GIVEN INSTRUCTION. In the records below, change "a single marker apiece" to "one marker each" wherever it appears, and leave every other part of the lines as it is.

AVAILABLE DATA.
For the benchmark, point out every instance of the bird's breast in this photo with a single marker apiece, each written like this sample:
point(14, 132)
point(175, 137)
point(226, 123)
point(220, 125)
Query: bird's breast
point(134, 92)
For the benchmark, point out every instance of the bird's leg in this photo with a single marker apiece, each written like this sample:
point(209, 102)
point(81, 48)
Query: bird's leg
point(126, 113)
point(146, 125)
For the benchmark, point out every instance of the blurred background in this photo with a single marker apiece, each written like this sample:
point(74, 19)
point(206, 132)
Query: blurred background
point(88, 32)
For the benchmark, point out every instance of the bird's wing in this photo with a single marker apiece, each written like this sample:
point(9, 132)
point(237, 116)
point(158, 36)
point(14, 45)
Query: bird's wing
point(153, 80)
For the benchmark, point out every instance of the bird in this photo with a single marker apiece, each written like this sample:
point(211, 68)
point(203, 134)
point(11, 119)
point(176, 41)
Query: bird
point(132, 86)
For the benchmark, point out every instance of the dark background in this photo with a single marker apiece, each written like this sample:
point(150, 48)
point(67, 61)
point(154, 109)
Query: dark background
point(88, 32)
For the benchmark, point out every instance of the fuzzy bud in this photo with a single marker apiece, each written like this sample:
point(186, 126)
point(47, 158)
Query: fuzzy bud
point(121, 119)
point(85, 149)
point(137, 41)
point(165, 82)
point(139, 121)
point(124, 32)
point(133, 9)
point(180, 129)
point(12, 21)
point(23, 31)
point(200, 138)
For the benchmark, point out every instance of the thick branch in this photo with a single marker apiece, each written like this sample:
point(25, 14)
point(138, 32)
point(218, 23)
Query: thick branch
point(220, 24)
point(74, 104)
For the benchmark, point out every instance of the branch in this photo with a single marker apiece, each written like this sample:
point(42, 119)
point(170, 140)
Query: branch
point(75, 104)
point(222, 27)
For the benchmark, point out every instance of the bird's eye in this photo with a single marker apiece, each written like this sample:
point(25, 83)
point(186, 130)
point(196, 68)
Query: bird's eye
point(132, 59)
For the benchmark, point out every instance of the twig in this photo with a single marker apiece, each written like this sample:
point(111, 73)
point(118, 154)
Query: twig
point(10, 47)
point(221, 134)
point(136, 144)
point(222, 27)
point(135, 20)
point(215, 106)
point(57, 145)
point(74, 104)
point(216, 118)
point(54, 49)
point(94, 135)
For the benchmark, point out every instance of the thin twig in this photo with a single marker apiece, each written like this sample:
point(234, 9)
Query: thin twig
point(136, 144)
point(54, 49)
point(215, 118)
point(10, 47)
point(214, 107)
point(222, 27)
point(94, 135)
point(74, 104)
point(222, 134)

WRITTEN RESPONSE.
For the benchmark, point out every instance of the bird's breast in this photo with one marker each, each written like this sample:
point(14, 132)
point(175, 137)
point(226, 123)
point(220, 125)
Query: bird's breast
point(134, 92)
For the benchmark, point out every instance of the bird's leg in this photo with one marker each, each written like this sample:
point(209, 102)
point(81, 48)
Query: bird's leg
point(126, 113)
point(146, 125)
For the benchmark, point out every instance of the blurred background in this photo with one marker each, each written like this sample:
point(74, 19)
point(206, 132)
Query: blurred background
point(88, 32)
For the benchmark, point out every instance of the bird's wing in this photo with one marker each, each written like this sample:
point(9, 132)
point(237, 116)
point(158, 36)
point(14, 45)
Query: bird's wing
point(153, 80)
For the benchmark, point out every instance of the bird in this photo with one marker each, each written like this sample:
point(211, 68)
point(203, 134)
point(11, 119)
point(176, 41)
Query: bird
point(132, 86)
For the benchmark, point out every instance of the dark background in this photo with one marker each, each written like this sample:
point(150, 48)
point(67, 61)
point(154, 109)
Query: dark background
point(88, 32)
For the benchmark, point out every instance of the fuzzy bud in this photo with one marker each, each written like this sample:
point(186, 126)
point(47, 158)
Query: fuzzy bud
point(121, 119)
point(85, 149)
point(137, 41)
point(165, 82)
point(139, 121)
point(124, 32)
point(133, 9)
point(180, 129)
point(12, 21)
point(23, 31)
point(200, 138)
For the benchmark, point out every instance of the thick branch in this photo with one marker each, each written like this sample:
point(25, 14)
point(138, 32)
point(218, 23)
Query: thick branch
point(220, 24)
point(74, 104)
For the benchmark, point out every instance of the branch in this photo with one marker each, each written like this sample:
point(42, 119)
point(170, 140)
Query: branch
point(75, 104)
point(222, 27)
For the benchmark, point out every instance of the bird's eye in this photo with one marker each, each written like this sample:
point(25, 83)
point(186, 130)
point(196, 68)
Query: bird's eye
point(132, 59)
For the benchmark, point out every instance of the twig in this photo with one marker each, each written like this sample:
point(111, 73)
point(118, 154)
Query: twig
point(10, 47)
point(221, 134)
point(136, 144)
point(222, 27)
point(135, 20)
point(215, 106)
point(57, 145)
point(74, 104)
point(216, 118)
point(54, 49)
point(94, 135)
For the benchmark, point out every instance of the thin twig in this photo with one marker each, each written like this sample:
point(234, 9)
Query: thin twig
point(136, 144)
point(54, 49)
point(215, 118)
point(10, 47)
point(214, 107)
point(222, 27)
point(94, 135)
point(74, 104)
point(222, 134)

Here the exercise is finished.